** EXERCISE INSTRUCTIONS **
Quote the stretch of the knife-attack article from "A 14-year-old girl" through "said on Friday.".

** PAGE EXCERPT **

•••••

French teen dies from heart failure after knife attack near school

A 14-year-old girl has died of a heart attack in eastern France after her school locked down to protect itself from a knife attacker who lightly wounded two other girls, an official said on Friday.

French teen dies from heart failure after knife attack near school

The teenager “was rescued by teachers who were very fast to call the fire department. She died at the end of the afternoon,” education official Olivier Faron said.

The girl’s middle school in the village of Souffelweyersheim closed its doors on Thursday afternoon after a man stabbed two other girls aged 7 and 11 outside a nearby primary facility.

“Sadly this pupil underwent an episode of very high stress that led to a heart attack,” Faron said.

A mother outside the middle school on Friday morning said her son in first year of secondary had also been scared during the lockdown the previous day.

“Whereas in the primary school they made it more like a game, perhaps here it was a little too direct,” Deborah Wendling said.

“He thought there was an armed person in the school. They could hear doors slamming, but in fact it was just other classrooms locking down.”

Faron defended the teachers.

READ ALSO: Schoolgirl threatens teacher with knife as tensions rise in French schools

“There is no perfect solution,” he said.

But “we will analyse in depth what happened. If there are lessons to be taken from this, we will take them.”

The two girls hurt in the attack were discharged from hospital on Thursday evening with only light wounds.

Police have arrested the 30-year-old assailant, and a probe has been opened into “attempted murder of minors”, the prosecutor’s office said.

It was not immediately clear what had motivated him, but it did not appear to be “a terrorist act”, it said.

He was “psychiatrically fragile” and appeared to have stopped his medication.

The incident follows a series of attacks on schoolchildren by their peers, in particularly the fatal beating earlier this month of Shemseddine, 15, outside Paris.

French Prime Minister Gabriel Attal on Thursday announced measures to crack down on teenage violence in and around schools.

•••••

Items listed in a dataset
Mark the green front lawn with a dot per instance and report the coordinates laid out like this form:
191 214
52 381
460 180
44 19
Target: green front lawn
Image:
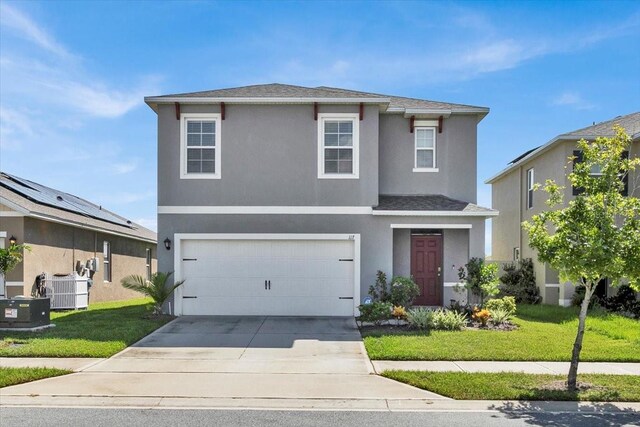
13 376
101 331
545 333
519 386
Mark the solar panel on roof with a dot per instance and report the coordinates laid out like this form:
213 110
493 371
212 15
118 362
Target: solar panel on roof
57 199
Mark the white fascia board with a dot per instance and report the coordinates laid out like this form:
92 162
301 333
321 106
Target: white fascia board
89 227
262 100
265 210
442 226
435 213
426 112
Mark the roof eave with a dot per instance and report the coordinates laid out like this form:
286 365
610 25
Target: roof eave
154 101
487 213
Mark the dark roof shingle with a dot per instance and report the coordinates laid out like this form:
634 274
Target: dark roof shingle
278 90
427 202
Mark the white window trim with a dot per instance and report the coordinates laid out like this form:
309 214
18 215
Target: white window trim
183 145
530 187
415 150
355 117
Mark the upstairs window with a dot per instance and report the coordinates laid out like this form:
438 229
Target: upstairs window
530 178
148 263
596 171
338 145
200 146
425 150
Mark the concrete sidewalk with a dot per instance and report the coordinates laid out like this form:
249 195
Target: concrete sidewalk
76 364
559 368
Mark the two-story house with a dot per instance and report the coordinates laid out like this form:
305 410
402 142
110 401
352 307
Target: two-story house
285 200
514 196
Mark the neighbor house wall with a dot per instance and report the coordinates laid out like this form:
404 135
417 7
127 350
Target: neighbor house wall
456 155
56 248
13 226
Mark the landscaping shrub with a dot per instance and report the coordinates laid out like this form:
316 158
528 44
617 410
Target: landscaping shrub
380 290
465 309
481 316
480 278
403 291
499 316
420 318
624 302
507 304
375 312
448 320
519 281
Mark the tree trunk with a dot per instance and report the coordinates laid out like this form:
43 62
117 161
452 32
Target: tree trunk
577 345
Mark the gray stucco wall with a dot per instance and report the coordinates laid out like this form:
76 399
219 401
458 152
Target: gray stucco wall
269 158
455 158
377 236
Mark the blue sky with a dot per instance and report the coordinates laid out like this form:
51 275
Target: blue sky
73 74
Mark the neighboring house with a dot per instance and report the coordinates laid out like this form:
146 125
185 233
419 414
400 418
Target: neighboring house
64 230
514 197
286 200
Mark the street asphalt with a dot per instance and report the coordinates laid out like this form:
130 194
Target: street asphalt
16 417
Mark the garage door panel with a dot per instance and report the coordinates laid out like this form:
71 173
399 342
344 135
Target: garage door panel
307 277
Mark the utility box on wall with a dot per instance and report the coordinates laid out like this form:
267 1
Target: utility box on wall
24 312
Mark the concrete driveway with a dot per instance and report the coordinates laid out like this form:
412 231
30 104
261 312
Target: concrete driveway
211 357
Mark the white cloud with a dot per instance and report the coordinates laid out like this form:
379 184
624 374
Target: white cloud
572 99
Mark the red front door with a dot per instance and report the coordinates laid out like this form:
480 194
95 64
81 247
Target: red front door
426 268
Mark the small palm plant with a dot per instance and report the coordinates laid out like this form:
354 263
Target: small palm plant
156 288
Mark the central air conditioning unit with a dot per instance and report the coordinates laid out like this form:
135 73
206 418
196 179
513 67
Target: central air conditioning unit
67 292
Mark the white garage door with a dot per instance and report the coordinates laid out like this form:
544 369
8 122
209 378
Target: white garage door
268 277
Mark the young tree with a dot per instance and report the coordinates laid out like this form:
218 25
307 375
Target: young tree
597 235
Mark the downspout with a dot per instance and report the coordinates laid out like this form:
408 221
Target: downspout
520 199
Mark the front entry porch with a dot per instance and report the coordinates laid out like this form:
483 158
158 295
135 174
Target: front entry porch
432 258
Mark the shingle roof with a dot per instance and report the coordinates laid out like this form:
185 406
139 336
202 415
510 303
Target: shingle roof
47 203
427 202
403 102
278 90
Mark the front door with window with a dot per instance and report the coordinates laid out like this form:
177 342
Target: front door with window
426 268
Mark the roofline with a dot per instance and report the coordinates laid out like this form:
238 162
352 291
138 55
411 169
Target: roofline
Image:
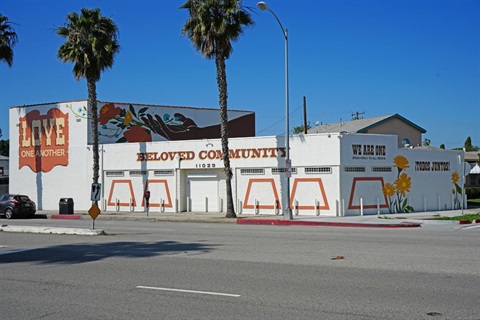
394 116
134 103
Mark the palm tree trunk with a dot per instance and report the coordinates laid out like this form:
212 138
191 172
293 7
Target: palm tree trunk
222 95
92 106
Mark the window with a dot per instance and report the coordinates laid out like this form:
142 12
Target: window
136 173
252 171
114 173
381 169
165 172
282 170
354 169
313 170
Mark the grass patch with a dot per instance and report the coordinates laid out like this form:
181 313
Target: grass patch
469 217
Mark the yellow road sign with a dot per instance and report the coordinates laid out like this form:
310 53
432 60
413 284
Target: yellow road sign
94 211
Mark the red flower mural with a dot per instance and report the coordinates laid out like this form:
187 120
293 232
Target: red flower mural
137 134
108 112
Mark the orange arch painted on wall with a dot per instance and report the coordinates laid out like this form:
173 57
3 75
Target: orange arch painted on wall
368 206
167 204
321 189
270 181
132 195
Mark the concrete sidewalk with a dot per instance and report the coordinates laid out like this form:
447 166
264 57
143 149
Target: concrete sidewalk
383 220
404 220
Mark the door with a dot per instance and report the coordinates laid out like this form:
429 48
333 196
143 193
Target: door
203 191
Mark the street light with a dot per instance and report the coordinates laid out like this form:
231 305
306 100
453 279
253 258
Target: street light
287 210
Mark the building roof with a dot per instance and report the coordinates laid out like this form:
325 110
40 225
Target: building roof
472 156
361 125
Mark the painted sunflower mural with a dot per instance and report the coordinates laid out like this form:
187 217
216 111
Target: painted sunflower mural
397 192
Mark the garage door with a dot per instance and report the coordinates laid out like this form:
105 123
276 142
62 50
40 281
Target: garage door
203 193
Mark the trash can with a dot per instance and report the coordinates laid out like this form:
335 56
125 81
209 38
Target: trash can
66 206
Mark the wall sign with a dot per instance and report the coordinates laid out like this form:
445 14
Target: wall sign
43 140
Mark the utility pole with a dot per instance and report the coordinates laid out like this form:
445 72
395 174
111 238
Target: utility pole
355 116
305 115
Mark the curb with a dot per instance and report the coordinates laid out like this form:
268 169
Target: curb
66 216
50 230
275 222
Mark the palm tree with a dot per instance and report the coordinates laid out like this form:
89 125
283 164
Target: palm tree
8 39
91 44
211 27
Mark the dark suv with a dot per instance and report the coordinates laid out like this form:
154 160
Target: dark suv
16 204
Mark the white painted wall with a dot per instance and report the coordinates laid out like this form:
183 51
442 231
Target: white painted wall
323 182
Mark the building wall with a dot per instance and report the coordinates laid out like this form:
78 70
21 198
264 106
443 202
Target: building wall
401 129
332 174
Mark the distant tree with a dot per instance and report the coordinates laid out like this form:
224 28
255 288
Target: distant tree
8 40
5 148
300 129
211 27
91 44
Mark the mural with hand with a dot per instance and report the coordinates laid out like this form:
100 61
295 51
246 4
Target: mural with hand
130 123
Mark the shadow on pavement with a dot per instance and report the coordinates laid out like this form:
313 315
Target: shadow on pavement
82 253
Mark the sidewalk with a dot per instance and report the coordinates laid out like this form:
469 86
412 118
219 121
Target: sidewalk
383 221
404 220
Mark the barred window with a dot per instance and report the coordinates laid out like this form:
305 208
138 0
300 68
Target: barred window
252 171
354 169
114 173
136 173
164 172
282 170
312 170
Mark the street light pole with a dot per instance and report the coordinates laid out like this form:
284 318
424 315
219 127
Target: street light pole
287 210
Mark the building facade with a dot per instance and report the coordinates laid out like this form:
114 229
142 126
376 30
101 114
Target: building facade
332 174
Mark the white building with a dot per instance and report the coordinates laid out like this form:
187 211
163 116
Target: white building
332 173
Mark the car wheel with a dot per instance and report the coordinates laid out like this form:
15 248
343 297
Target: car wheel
9 213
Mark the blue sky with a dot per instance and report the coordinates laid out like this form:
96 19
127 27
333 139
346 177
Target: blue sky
417 58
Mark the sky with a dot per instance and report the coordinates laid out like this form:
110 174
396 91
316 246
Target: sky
417 58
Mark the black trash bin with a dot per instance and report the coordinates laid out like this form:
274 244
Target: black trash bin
66 206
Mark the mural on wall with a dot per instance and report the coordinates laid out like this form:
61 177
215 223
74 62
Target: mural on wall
142 123
43 140
456 191
396 193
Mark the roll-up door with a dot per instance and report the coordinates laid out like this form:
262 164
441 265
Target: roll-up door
203 190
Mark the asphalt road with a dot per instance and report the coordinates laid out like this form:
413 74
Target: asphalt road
144 270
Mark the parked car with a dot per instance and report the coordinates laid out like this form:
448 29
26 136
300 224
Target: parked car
16 204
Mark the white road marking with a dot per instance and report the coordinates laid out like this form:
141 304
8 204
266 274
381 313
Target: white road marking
15 251
190 291
471 227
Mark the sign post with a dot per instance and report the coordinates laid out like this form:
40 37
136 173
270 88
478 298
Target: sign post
95 197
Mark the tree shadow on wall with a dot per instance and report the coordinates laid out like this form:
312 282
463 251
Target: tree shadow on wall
83 253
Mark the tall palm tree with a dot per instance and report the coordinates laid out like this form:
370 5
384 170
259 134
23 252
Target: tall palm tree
8 39
91 43
211 27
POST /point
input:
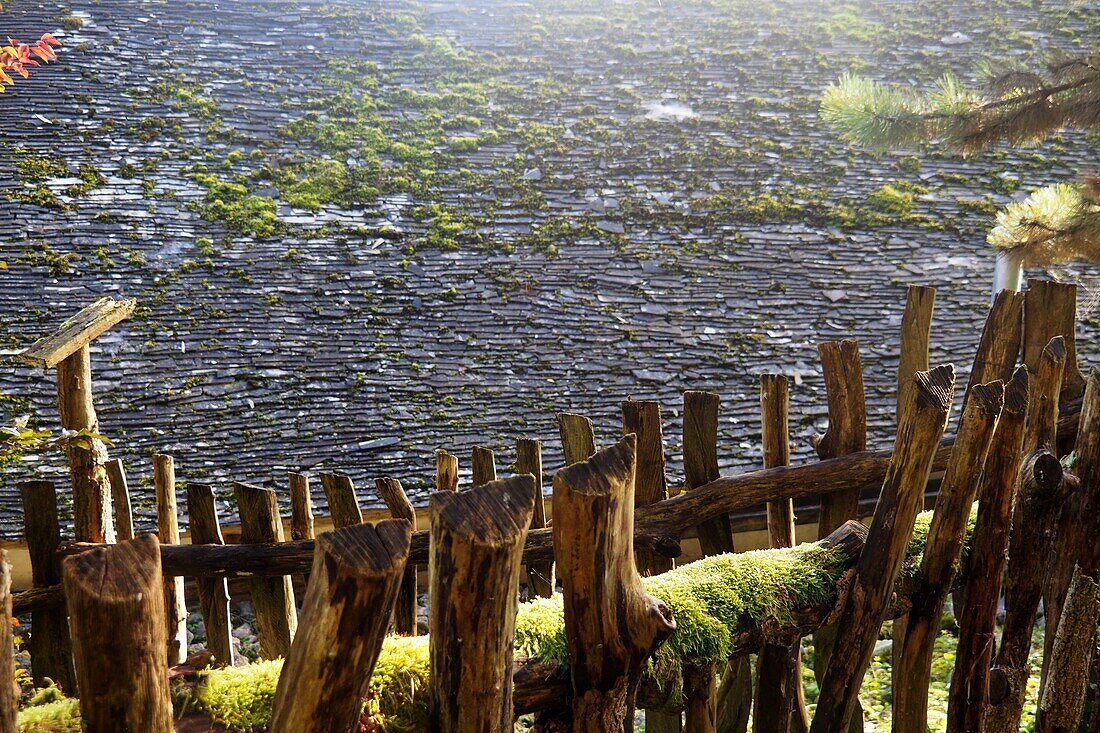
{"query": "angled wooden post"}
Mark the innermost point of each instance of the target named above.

•••••

** OUTPUT **
A 14-year-old girl has died of a heart attack in eastern France after her school locked down to protect itself from a knife attacker who lightly wounded two other girls, an official said on Friday.